“I never made up anything that wasn’t true.”
“The measure of a man’s maturity is the length to which he will go to avoid the company of women.”
“Religion is the greatest human invention.”
I want to elaborate on that last one.
First and foremost, I do not mean that there are no spirits or gods. Those metaphysical realities are certainly real, in a mysterious way that can’t be explained or understood, but which can be felt and experienced. The Spirits/Gods/Daevas are transcendent entities because they transcend the ability of finite, temporal beings to understand, speak of, even think of. Any and all words in any and all languages are human inventions, formed with the context of the human mind, bound as it is by time and space, and therefore incapable of expressing anything beyond time and space which is in any way intelligible to the human mind.
We can use words like “infinite” and “eternal”, but we cannot really grasp their meanings. Go ahead and try. Try to imagine the meaning of “infinity” and what you’ll get is a vast, open plane under an enormous clear sky, or something like that, which is not what infinity is. “Eternity” is even more misunderstood. Most of us imagine “eternity” as referring to a really, really, really, really, really, really, really long time – the amount of time our souls are going to burn in Hell if we pick our noses on Sunday or something. Trying to wrap your head around transcendence is like trying to put the Gobi Desert into a five-pound potato sack - failure is assured and there’s a possibility of ripping the sack.

▶ Jobs:
A - According to the passage about religion, why can no word in any language express anything beyond time and space in a way the human mind can understand? Answer in one to three sentences.
B - Reproduce the passage about religion between "We can use words" and "ripping the sack.", inclusive.

▶ Dataset:
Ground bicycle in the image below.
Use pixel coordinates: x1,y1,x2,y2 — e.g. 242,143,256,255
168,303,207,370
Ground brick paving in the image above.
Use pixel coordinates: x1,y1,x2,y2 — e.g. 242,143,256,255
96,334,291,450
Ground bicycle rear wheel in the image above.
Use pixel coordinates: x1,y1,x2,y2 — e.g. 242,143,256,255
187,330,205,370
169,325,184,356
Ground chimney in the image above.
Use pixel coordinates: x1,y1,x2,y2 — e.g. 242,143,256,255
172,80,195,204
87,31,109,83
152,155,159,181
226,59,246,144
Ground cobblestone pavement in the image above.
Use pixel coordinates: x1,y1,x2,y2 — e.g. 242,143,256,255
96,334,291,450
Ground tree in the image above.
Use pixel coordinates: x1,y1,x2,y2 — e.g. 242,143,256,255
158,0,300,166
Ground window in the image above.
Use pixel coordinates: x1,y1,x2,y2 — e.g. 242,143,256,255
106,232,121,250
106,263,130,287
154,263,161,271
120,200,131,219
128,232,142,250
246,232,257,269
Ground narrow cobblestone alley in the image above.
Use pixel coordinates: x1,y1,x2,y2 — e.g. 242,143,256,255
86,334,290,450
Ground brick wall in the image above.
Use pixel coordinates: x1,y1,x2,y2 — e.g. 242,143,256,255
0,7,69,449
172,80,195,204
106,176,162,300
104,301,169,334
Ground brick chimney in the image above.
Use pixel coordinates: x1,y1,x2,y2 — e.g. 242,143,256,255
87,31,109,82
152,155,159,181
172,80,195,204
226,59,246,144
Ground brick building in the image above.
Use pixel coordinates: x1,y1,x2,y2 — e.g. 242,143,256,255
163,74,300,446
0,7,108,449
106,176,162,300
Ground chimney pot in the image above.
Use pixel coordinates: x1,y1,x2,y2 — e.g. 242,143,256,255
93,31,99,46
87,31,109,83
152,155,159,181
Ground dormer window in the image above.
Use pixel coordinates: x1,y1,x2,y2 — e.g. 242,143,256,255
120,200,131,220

▶ Final answers:
A - All words in all languages are human inventions, formed within the human mind. That mind is bound by time and space, so its words cannot intelligibly express anything beyond time and space.

B -
We can use words like “infinite” and “eternal”, but we cannot really grasp their meanings. Go ahead and try. Try to imagine the meaning of “infinity” and what you’ll get is a vast, open plane under an enormous clear sky, or something like that, which is not what infinity is. “Eternity” is even more misunderstood. Most of us imagine “eternity” as referring to a really, really, really, really, really, really, really long time – the amount of time our souls are going to burn in Hell if we pick our noses on Sunday or something. Trying to wrap your head around transcendence is like trying to put the Gobi Desert into a five-pound potato sack - failure is assured and there’s a possibility of ripping the sack.